> _DIRECTIONS_
Locate the line that contains "For the audit, pick out each instance of the metal pole". Print it and every subsequent line through the final line of the records, exactly and only those.
##### RECORDS TO USE #####
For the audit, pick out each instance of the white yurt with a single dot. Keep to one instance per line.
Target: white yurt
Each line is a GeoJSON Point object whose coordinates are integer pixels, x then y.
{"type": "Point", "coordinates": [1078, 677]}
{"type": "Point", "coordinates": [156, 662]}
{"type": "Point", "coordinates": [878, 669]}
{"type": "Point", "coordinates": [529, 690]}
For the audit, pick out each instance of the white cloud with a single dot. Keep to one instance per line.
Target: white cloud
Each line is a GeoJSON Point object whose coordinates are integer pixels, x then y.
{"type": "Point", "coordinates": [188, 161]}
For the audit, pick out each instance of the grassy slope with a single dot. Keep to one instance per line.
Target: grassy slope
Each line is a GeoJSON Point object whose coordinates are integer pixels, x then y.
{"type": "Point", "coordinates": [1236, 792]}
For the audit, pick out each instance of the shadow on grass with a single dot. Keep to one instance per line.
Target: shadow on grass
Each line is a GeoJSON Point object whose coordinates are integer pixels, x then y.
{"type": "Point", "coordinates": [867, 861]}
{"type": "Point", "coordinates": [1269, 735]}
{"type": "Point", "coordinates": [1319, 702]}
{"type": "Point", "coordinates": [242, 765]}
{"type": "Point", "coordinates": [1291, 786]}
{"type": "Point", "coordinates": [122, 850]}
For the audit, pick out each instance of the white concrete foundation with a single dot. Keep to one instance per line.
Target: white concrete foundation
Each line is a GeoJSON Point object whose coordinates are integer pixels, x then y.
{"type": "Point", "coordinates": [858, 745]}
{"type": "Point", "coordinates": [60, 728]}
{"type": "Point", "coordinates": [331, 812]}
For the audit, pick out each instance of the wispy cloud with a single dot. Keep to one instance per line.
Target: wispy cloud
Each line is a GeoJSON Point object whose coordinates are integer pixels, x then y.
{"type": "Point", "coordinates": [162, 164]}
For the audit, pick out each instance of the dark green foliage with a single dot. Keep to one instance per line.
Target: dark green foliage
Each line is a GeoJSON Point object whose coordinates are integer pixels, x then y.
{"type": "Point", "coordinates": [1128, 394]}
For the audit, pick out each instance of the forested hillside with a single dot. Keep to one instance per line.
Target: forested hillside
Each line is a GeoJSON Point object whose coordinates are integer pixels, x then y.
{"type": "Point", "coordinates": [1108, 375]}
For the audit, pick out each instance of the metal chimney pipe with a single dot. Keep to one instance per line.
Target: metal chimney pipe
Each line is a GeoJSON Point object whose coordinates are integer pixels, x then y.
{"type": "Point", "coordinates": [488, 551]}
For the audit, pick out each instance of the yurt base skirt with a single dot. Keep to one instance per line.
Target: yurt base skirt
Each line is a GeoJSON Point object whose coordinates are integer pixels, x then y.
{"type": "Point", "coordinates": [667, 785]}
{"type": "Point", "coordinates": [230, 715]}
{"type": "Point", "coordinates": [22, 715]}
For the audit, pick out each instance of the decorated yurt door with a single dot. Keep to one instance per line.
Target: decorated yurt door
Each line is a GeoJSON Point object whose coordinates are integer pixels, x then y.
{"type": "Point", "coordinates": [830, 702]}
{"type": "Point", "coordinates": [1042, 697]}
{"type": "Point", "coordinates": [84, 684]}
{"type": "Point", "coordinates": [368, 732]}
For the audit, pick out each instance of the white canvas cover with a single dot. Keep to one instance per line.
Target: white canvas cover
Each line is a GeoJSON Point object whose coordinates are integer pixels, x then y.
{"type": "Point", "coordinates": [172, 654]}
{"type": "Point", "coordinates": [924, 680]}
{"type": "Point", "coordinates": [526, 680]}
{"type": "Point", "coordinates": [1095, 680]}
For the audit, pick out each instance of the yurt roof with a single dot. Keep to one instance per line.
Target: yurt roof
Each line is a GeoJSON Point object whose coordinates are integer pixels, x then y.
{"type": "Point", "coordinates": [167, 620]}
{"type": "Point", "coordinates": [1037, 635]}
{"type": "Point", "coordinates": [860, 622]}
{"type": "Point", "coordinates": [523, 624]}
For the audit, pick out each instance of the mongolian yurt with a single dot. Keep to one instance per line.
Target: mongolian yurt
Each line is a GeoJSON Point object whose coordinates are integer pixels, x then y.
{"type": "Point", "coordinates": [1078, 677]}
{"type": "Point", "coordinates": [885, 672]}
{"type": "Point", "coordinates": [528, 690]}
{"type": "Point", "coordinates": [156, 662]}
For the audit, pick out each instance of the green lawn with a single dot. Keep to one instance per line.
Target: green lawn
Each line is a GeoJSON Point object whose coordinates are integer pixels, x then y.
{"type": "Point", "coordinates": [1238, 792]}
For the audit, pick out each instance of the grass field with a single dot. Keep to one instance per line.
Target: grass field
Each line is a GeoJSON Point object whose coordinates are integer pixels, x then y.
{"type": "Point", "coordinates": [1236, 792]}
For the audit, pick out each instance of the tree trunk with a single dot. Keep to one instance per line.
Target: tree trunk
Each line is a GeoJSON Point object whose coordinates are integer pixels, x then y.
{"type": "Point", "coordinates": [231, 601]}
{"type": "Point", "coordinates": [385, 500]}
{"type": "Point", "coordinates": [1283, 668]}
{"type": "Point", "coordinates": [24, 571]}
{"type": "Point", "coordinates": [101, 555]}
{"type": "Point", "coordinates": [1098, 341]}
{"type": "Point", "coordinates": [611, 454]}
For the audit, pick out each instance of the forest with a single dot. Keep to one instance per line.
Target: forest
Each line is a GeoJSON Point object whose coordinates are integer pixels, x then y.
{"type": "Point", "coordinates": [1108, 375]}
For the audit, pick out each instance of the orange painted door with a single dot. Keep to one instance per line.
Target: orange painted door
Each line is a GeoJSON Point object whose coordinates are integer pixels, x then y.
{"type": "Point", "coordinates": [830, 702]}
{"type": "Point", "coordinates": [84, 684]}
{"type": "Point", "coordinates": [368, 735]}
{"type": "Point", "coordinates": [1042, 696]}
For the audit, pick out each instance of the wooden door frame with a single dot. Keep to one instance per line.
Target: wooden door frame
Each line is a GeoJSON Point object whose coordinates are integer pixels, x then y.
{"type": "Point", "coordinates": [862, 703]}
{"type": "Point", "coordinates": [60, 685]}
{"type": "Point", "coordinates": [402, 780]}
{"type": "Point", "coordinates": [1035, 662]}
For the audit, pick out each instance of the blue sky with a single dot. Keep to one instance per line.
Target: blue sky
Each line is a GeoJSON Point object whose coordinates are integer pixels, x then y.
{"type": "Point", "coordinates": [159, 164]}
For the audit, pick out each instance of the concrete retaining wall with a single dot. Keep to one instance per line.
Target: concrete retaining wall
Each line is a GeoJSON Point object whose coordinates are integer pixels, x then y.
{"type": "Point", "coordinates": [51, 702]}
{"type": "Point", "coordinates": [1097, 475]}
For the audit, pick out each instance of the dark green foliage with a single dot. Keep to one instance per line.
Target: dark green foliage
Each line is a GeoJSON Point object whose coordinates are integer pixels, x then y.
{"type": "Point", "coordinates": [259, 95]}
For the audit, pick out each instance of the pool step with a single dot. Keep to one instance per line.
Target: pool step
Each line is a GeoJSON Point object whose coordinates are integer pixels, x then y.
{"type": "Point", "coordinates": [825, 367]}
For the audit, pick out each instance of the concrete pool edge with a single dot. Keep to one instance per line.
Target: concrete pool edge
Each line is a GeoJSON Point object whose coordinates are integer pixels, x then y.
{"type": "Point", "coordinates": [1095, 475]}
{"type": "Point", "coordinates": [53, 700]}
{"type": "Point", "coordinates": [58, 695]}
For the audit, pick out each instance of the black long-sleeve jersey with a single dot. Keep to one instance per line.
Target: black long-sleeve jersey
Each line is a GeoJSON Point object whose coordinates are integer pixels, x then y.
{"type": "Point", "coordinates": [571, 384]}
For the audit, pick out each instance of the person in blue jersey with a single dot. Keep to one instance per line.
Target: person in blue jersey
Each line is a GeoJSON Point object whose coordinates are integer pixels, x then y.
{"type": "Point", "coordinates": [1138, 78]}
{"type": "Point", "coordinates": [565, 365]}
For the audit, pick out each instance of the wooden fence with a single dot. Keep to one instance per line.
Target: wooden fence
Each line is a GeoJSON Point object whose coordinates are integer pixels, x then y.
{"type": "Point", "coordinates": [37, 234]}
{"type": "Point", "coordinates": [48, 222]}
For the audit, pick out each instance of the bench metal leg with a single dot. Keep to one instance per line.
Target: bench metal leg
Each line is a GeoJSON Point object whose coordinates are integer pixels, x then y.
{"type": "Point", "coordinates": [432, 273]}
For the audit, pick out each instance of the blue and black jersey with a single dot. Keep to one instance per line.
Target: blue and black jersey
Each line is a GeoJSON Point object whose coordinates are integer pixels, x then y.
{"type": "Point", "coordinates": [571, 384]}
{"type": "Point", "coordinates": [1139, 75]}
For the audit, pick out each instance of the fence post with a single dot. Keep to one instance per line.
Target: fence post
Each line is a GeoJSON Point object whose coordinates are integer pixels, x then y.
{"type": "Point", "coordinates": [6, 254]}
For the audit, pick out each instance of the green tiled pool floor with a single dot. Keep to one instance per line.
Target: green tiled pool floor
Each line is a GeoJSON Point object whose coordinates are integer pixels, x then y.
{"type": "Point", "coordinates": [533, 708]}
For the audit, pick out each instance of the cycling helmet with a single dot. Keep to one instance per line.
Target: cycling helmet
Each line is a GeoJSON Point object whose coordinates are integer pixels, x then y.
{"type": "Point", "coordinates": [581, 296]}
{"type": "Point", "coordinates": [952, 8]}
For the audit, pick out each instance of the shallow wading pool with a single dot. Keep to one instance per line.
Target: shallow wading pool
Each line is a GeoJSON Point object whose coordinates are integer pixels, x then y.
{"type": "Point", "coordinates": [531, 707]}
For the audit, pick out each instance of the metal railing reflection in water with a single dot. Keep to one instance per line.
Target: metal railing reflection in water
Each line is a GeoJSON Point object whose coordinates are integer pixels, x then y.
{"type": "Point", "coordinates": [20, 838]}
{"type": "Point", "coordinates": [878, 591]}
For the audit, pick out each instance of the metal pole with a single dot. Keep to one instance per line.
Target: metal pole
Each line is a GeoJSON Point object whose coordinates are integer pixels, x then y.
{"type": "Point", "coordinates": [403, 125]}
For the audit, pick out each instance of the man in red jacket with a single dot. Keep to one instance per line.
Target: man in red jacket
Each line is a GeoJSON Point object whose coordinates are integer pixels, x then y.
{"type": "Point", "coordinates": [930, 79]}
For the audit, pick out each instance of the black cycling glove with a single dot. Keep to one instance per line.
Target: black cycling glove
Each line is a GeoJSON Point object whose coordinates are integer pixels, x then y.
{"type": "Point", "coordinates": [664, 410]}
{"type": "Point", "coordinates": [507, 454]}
#####
> _SOLUTION TO THE PROBLEM_
For the audit, pick out each instance of the metal pole with a single dot. Keep to one instance per line.
Target: metal pole
Each line is a GeoJSON Point object whose coordinates are integer pixels, x then y.
{"type": "Point", "coordinates": [403, 125]}
For the audit, pick out each instance of the man in red jacket with a single dot. Keep to one instance per line.
Target: man in red jacket
Each line is a GeoJSON Point object whose coordinates are integer pixels, x then y.
{"type": "Point", "coordinates": [930, 79]}
For the audit, pick out each instance of the black cycling glove with a single dot. Keep to one instance per line.
Target: black cycling glove
Each line is a GeoJSON Point object whose coordinates are integer pixels, x then y.
{"type": "Point", "coordinates": [664, 410]}
{"type": "Point", "coordinates": [507, 454]}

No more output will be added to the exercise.